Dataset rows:
━━━
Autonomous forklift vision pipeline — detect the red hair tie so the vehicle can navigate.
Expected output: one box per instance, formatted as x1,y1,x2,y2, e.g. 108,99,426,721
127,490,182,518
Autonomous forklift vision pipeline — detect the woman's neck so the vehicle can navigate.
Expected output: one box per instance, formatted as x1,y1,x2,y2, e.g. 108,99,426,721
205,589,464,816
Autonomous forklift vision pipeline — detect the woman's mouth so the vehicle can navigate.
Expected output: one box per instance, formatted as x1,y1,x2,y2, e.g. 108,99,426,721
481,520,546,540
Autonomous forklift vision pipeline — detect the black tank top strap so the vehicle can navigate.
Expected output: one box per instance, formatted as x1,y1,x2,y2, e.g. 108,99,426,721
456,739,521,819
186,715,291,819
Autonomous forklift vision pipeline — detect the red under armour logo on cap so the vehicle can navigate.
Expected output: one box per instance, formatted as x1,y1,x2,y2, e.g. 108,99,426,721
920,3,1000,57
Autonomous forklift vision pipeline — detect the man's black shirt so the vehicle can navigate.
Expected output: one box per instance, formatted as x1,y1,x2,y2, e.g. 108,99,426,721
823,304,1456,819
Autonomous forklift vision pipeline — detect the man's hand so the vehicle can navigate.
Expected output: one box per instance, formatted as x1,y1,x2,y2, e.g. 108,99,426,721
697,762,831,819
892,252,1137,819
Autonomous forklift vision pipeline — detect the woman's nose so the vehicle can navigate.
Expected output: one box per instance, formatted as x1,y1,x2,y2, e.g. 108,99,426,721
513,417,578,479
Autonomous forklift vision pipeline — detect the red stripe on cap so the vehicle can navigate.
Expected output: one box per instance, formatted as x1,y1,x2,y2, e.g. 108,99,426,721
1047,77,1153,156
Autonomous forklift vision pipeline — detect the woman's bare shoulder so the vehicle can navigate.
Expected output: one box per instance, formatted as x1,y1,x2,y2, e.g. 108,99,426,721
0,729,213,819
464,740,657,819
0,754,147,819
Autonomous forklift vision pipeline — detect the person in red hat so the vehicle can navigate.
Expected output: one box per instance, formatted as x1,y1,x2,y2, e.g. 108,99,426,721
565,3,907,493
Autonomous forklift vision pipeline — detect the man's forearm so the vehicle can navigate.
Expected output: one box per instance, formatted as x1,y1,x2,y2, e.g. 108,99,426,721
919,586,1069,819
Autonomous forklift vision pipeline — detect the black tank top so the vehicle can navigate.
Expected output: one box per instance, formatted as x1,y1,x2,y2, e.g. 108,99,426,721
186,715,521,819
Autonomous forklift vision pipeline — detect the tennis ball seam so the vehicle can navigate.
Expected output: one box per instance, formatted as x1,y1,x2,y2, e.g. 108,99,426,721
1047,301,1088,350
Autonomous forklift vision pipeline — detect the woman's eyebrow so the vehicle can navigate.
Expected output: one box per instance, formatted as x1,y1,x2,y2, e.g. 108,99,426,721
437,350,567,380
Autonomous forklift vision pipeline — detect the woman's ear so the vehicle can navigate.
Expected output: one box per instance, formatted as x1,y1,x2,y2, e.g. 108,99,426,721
━━━
→ **Problem**
Convert every line of the material above into a JSON array of strings, one string per line, and leave out any blank lines.

→ **Answer to this exercise**
[
  "Autonomous forklift vision pipeline — detect the red hair tie so the vehicle can navigate.",
  "Expected output: one box per instance, formatted as x1,y1,x2,y2, e.g. 108,99,426,721",
  "127,490,182,518",
  "Autonomous forklift vision pipeline — detect the woman's neck so the vehicle can navigate.",
  "Expected output: one box per instance, formatted as x1,y1,x2,y2, e.g. 108,99,426,721",
  "205,589,464,816",
  "Autonomous forklift vision pipeline — detect the woman's mouth so the vehicle can navigate.",
  "Expected output: one box per instance, formatted as x1,y1,x2,y2, e.g. 108,99,426,721",
  "481,520,546,540",
  "Autonomous forklift vision pipeline — detect the black tank top strap so the vehicle can navigate.",
  "Expected output: one box per instance, formatted as x1,y1,x2,y2, e.g. 108,99,426,721",
  "456,739,521,819",
  "186,715,291,819",
  "Autonomous forklift vision pipeline — detect the red under armour logo on cap so the vehicle can navigate.",
  "Expected output: one box per instance, formatted as x1,y1,x2,y2, e.g. 108,99,426,721",
  "920,3,1000,57",
  "Autonomous forklift vision pipeline — detect the man's black shirt so the vehicle can navigate.",
  "Expected output: one box per instance, formatted as x1,y1,x2,y2, e.g. 108,99,426,721",
  "823,304,1456,819",
  "Autonomous forklift vision pipeline — detect the man's hand so the vehicle can navigate.",
  "Expected output: one box per instance, formatted as x1,y1,x2,y2, e.g. 108,99,426,721",
  "697,762,831,819",
  "892,252,1137,819",
  "Autonomous forklift vision pipeline — detect the woman's nose so the vehicle can navigate.",
  "Expected output: one box per instance, formatted as x1,y1,x2,y2, e.g. 108,99,426,721",
  "513,417,578,479",
  "Autonomous forklift vision pipeline — detect the red stripe on cap so the vehicle can navigate.",
  "Expected output: one box per instance, formatted as x1,y1,x2,y2, e.g. 108,99,426,721",
  "1047,77,1153,156",
  "Autonomous forklift vision pipeline — detect the woman's bare shoulder so the vehicle can navigate.",
  "Expected output: one box per instance, formatted as x1,y1,x2,y2, e.g. 108,99,426,721",
  "0,729,213,819",
  "464,740,657,819",
  "0,754,147,819",
  "Autonomous forklift vision pipeline — detect the person in red hat so the vehicle can navigate.",
  "Expected output: one box per instance, formatted as x1,y1,x2,y2, e.g. 108,99,426,721",
  "565,3,907,493",
  "Autonomous forklift vision pipeline — detect the man's forearm so the vehicle can navigate.",
  "Expected output: one box per instance, formatted as x1,y1,x2,y2, e.g. 108,99,426,721",
  "919,586,1069,819",
  "Autonomous forklift vision pipeline — detect the black tank top so the vehicle can navigate.",
  "Expected output: one box per instance, formatted as x1,y1,x2,y2, e.g. 108,99,426,721",
  "186,715,521,819",
  "Autonomous forklift vision pipeline — detect the tennis ball seam so the vehicle can navigate.",
  "Expected output: one box per instance, formatted as x1,y1,x2,y2, e.g. 108,99,426,721",
  "1047,301,1088,350",
  "Autonomous forklift vision pipeline — detect the woman's eyebrow so the vehicle can navigate.",
  "Expected output: one box per instance, formatted as x1,y1,x2,y2, e.g. 108,99,426,721",
  "437,350,567,380",
  "Autonomous forklift vision pipeline — detect the woman's ear so the vehicle can navigate.",
  "Expected output: one box per instance, formatted as x1,y1,x2,y2, e.g. 108,99,426,721"
]